● What to work on
Write out the material below exactly, beginning at the line that contains "of the neighbouring" and ending with its last line, both ends included; write nothing else.

-- START Excerpted data --

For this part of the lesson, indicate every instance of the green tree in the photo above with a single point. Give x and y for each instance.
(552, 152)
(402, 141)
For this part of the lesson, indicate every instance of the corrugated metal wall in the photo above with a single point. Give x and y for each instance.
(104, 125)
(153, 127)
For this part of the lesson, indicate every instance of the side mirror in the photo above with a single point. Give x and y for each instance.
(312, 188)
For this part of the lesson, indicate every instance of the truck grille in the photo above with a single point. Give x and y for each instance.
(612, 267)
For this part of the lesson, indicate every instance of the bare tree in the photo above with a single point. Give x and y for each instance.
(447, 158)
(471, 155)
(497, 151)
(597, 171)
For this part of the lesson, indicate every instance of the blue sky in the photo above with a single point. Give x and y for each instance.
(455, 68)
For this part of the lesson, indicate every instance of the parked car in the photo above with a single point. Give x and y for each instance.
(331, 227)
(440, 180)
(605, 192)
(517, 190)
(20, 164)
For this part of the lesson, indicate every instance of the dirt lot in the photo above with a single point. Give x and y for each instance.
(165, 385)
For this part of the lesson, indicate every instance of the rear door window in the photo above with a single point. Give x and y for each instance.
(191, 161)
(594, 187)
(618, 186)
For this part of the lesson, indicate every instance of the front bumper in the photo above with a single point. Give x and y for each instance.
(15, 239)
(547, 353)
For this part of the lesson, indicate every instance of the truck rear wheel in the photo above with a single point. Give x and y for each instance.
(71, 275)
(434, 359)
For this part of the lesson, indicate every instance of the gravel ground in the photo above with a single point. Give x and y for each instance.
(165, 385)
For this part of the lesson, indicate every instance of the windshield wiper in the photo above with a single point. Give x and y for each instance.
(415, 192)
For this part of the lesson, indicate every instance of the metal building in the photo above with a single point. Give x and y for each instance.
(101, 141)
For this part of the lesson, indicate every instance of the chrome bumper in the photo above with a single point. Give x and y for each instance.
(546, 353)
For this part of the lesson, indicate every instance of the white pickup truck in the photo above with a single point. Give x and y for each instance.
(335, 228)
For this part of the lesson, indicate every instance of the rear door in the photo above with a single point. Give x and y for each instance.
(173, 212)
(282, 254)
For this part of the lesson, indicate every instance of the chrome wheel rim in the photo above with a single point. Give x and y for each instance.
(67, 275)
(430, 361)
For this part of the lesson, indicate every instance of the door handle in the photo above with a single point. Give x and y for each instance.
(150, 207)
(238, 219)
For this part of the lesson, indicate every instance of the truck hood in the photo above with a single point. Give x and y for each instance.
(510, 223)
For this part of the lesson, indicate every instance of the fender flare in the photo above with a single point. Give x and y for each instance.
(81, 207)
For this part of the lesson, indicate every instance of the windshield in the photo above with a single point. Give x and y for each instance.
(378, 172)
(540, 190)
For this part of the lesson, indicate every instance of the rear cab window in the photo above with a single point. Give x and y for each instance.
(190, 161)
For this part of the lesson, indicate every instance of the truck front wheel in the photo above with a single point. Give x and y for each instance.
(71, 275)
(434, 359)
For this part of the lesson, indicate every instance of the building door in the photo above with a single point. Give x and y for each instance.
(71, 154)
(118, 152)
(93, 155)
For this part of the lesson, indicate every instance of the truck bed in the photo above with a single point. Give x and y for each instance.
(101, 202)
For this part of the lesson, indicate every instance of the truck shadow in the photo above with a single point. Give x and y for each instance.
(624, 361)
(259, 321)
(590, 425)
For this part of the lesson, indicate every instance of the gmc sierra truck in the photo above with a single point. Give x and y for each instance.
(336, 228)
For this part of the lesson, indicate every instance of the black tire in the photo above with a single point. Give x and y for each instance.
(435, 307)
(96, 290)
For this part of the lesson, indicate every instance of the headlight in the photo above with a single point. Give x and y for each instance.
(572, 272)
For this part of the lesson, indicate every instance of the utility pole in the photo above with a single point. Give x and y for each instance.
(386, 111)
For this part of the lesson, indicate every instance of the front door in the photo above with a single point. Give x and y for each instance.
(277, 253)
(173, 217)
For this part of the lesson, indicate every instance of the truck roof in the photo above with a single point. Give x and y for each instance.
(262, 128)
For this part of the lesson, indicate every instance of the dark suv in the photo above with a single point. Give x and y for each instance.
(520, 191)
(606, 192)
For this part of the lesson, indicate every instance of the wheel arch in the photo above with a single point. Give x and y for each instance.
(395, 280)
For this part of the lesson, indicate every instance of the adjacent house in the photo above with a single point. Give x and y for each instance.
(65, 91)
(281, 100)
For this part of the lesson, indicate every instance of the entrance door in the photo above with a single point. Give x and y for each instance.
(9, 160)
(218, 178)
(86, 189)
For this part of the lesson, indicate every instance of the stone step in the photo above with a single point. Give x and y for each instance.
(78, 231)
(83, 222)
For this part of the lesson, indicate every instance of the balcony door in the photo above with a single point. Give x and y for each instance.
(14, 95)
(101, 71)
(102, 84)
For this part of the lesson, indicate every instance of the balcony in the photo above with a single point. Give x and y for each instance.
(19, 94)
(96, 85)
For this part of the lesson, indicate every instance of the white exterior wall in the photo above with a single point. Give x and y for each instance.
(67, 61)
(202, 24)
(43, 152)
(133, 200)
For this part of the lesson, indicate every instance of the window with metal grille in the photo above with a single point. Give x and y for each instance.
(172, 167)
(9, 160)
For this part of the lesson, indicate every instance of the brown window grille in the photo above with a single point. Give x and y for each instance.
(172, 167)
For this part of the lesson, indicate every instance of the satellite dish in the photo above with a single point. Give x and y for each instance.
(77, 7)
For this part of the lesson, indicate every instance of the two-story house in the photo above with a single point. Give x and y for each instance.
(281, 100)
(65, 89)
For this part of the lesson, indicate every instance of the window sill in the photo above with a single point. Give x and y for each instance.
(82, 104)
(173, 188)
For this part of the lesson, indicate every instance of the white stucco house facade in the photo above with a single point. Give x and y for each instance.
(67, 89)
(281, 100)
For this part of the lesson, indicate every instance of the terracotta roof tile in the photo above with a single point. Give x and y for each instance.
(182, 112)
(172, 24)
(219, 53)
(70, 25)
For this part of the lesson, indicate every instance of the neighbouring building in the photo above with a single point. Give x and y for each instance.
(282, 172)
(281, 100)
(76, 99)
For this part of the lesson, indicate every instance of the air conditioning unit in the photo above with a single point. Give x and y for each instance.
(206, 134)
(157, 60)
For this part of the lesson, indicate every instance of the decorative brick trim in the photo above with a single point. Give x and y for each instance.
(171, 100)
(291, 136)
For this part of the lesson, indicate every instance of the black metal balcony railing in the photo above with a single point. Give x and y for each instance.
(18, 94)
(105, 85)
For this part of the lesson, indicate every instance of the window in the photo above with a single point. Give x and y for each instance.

-- END Excerpted data --

● Task output
For this part of the lesson, indicate every instance of the neighbouring building in the photo above with a single point. Give x and y for each instance.
(282, 172)
(281, 100)
(76, 99)
For this part of the lesson, indicate every instance of the air conditioning unit in the photo above with a single point. Give x and y for each instance.
(206, 134)
(157, 60)
For this part of the lesson, indicate every instance of the decorative brick trim in the photo above with a single point. Give x and y for each instance.
(171, 100)
(291, 136)
For this part of the lesson, indicate every instance of the black metal balcony railing in the photo above with a single point. Give x and y for each instance.
(18, 94)
(105, 85)
For this part of the lesson, indicate every instance of the window in the photo above with a single point. Give x and y for each instance.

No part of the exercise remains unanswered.